Me casé con un hijo de su mamá, ¡y ya no soporto vivir con todo ‘como en casa de su madre’!

Me casé con un niño de mamá. Y ahora todo en esta casa tiene que ser “como lo hace su madre” — ¡y yo ya no puedo más con esto!

Aún no entiendo cómo lo permití. Cómo no vi detrás de esa apariencia seria, de sus treinta y ocho años, a un simple y dependiente niño de mamá. Por fuera, un hombre adulto, decidido, incluso carismático. Divorciado, vivía lejos de su madre y alquilaba su propio piso. Yo pensé que era maduro. Pero resultó que esa madurez solo existía en la superficie.

Yo tampoco venía de una buena experiencia: mi primer matrimonio se rompió por la inmadurez de mi ex. Pasaba el día frente al ordenador sin buscar trabajo. Tras eso, juré: solo hombres mayores. Pero, ay, la edad no garantiza madurez.

⁂

#### Enunciado A
Según el relato sobre el matrimonio con un niño de mamá, ¿cuántos años tenía el marido?
#### Enunciado B
Reescribe, por favor, el relato desde "Me casé con un hijo" hasta "no garantiza madurez.", ambos incluidos, cambiando "ordenador" por "computador".

#### Extracto de datos
⁂

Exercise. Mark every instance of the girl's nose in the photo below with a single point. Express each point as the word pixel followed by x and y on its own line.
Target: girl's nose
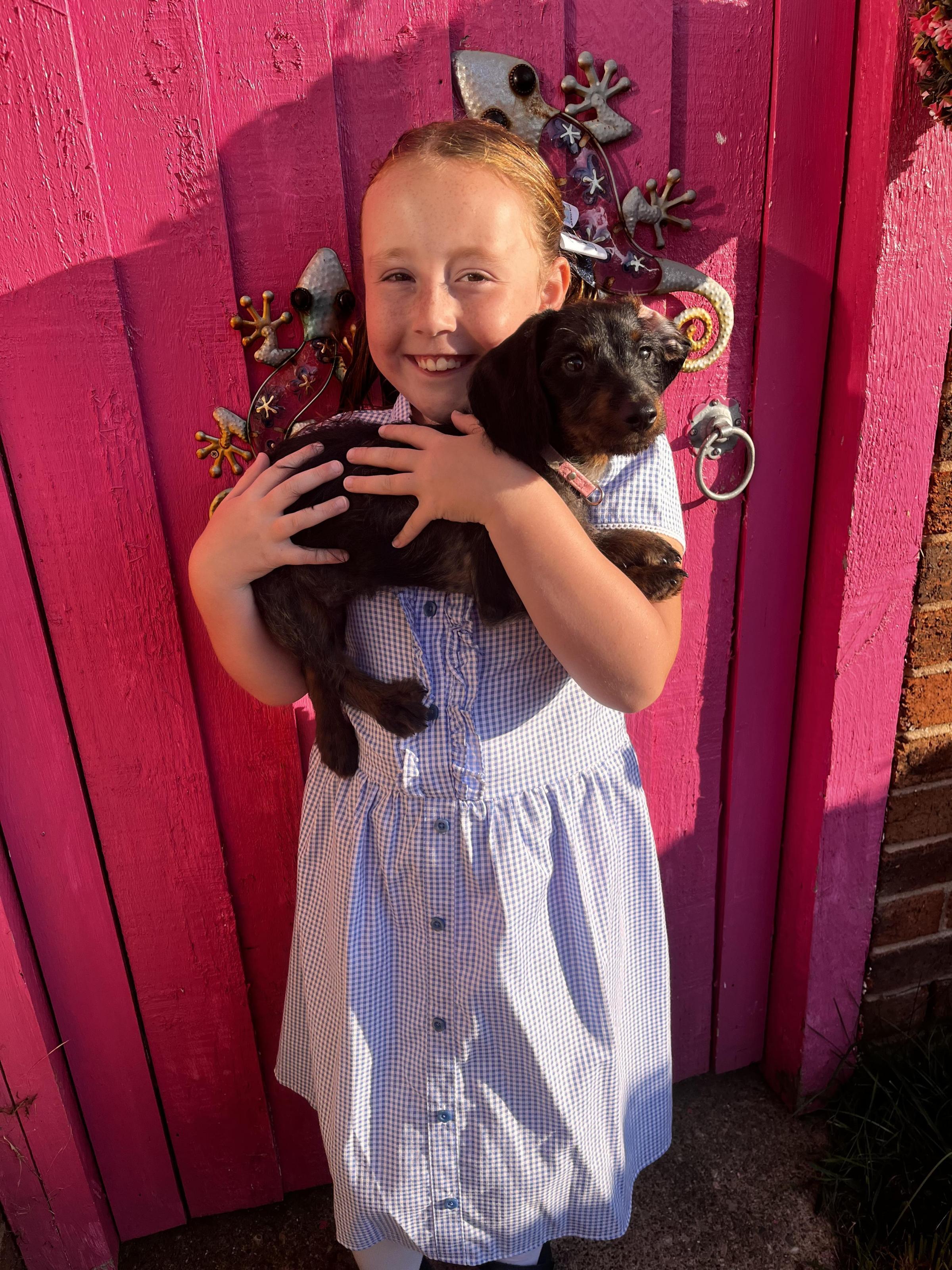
pixel 435 312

⁂

#### Respuesta A
Treinta y ocho años.

#### Respuesta B
Me casé con un hijo de su mamá, ¡y ya no soporto vivir con todo ‘como en casa de su madre’!

Me casé con un niño de mamá. Y ahora todo en esta casa tiene que ser “como lo hace su madre” — ¡y yo ya no puedo más con esto!

Aún no entiendo cómo lo permití. Cómo no vi detrás de esa apariencia seria, de sus treinta y ocho años, a un simple y dependiente niño de mamá. Por fuera, un hombre adulto, decidido, incluso carismático. Divorciado, vivía lejos de su madre y alquilaba su propio piso. Yo pensé que era maduro. Pero resultó que esa madurez solo existía en la superficie.

Yo tampoco venía de una buena experiencia: mi primer matrimonio se rompió por la inmadurez de mi ex. Pasaba el día frente al computador sin buscar trabajo. Tras eso, juré: solo hombres mayores. Pero, ay, la edad no garantiza madurez.